◆ **Exercise details**:
Reproduce, word for word, the lines of the material below that run from the line containing "man in white" up to and including the line containing "pixel 53 299".

------------------------------------------------------------------------

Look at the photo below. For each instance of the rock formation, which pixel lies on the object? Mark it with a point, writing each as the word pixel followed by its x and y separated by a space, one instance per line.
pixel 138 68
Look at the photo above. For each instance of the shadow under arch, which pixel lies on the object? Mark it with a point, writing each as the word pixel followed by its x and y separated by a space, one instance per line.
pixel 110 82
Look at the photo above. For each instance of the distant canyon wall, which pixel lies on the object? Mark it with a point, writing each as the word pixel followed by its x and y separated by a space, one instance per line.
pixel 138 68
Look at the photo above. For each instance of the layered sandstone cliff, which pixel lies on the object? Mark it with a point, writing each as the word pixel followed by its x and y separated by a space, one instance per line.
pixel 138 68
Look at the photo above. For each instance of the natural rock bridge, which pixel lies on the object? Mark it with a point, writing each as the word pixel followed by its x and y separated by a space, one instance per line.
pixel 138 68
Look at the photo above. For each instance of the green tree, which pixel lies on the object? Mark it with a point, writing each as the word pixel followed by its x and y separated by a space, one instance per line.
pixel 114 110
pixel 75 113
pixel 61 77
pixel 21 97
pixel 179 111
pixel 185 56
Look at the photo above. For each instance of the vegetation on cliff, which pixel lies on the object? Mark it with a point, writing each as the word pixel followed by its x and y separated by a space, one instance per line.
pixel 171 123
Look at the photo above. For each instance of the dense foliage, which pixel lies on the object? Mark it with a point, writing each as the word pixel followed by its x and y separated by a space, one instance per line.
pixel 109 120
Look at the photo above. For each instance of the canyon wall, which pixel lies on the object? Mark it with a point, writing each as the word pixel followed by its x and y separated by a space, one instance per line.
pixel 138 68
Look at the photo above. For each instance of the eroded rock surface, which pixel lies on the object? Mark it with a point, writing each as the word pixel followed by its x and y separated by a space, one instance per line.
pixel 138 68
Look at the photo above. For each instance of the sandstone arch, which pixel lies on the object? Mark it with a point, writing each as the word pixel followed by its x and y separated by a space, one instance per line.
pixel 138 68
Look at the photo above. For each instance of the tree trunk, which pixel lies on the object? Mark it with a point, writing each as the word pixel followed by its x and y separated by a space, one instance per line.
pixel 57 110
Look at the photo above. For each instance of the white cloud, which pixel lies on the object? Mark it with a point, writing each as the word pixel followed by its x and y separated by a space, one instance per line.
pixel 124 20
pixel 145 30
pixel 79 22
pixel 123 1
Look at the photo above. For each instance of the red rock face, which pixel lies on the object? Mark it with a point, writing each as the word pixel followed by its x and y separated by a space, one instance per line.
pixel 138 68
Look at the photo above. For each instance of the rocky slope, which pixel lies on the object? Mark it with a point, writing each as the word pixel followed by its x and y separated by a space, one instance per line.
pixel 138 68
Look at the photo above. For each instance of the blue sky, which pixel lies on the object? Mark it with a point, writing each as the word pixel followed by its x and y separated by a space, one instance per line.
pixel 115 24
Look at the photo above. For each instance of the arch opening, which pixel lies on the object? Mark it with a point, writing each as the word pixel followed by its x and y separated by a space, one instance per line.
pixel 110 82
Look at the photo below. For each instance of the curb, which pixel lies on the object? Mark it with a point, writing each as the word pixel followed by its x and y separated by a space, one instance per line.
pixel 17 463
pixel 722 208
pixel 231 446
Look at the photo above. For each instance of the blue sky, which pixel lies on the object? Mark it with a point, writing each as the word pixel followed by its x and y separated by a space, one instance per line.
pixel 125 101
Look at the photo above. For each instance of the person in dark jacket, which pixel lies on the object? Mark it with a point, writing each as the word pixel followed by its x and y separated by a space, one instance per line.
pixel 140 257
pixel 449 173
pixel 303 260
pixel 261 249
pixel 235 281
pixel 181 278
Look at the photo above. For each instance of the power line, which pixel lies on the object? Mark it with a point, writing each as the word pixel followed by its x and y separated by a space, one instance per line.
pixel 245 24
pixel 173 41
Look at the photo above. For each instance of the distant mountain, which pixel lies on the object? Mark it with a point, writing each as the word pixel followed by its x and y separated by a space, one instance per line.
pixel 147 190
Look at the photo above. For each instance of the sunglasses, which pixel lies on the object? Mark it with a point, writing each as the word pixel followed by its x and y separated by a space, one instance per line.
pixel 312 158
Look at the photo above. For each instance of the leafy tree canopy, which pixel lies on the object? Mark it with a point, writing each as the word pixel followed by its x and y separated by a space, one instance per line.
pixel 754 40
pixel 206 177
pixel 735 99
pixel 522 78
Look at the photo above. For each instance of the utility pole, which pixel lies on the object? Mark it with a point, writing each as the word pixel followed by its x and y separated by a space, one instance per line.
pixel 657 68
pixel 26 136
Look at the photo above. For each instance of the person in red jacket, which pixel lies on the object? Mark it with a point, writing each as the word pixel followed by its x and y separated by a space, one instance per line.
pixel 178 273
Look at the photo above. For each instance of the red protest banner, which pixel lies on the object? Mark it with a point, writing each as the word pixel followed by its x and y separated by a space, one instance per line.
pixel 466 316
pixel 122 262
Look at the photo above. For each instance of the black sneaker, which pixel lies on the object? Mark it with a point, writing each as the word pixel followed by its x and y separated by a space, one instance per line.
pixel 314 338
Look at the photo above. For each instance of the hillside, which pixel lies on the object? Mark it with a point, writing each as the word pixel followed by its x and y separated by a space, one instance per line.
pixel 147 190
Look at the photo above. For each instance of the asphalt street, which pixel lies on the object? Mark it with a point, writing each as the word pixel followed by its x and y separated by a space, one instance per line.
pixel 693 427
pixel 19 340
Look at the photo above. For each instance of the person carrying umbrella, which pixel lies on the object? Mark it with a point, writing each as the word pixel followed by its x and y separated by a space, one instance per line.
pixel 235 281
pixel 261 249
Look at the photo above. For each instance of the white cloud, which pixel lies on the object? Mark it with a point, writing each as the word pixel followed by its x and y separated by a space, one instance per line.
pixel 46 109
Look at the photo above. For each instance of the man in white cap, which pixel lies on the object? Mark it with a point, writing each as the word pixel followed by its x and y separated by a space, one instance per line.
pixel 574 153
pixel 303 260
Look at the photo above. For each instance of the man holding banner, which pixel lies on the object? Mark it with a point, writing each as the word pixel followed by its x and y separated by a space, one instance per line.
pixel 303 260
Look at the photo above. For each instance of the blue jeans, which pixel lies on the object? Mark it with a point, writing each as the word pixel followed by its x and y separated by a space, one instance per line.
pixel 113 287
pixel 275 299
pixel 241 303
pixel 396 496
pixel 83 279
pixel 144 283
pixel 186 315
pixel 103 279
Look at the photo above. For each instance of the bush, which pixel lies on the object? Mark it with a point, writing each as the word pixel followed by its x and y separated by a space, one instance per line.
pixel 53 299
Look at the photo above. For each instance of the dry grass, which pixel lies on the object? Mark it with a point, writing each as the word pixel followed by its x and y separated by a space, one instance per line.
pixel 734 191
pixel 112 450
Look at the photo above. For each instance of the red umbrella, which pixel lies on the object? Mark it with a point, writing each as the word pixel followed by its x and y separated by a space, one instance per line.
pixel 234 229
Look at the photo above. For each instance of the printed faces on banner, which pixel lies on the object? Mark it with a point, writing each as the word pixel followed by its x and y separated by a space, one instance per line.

------------------------------------------------------------------------

◆ **Exercise result**:
Look at the photo above. For each instance of the man in white cap, which pixel lies on the object? Mark it with a point, writing each as the word pixel followed by its x and y separated by a space, one instance per line.
pixel 574 153
pixel 303 260
Look at the photo above. For each instance of the man holding banner, which pixel lies on the object? Mark it with a point, writing each as the word pixel followed by its x and y separated by a space, one instance per line.
pixel 303 260
Look at the photo above. For each instance of the blue jeans, which pixel lies on the object? Mark it with a point, writing each as the word pixel followed by its x and y separated by a space, one instance per line.
pixel 113 287
pixel 275 299
pixel 241 303
pixel 396 496
pixel 83 279
pixel 144 283
pixel 186 315
pixel 103 279
Look at the photo above. For each instance of the bush, which pixel lies on the object? Mark it with a point, writing each as the word pixel followed by its x and y separated by a space, one instance per line.
pixel 53 299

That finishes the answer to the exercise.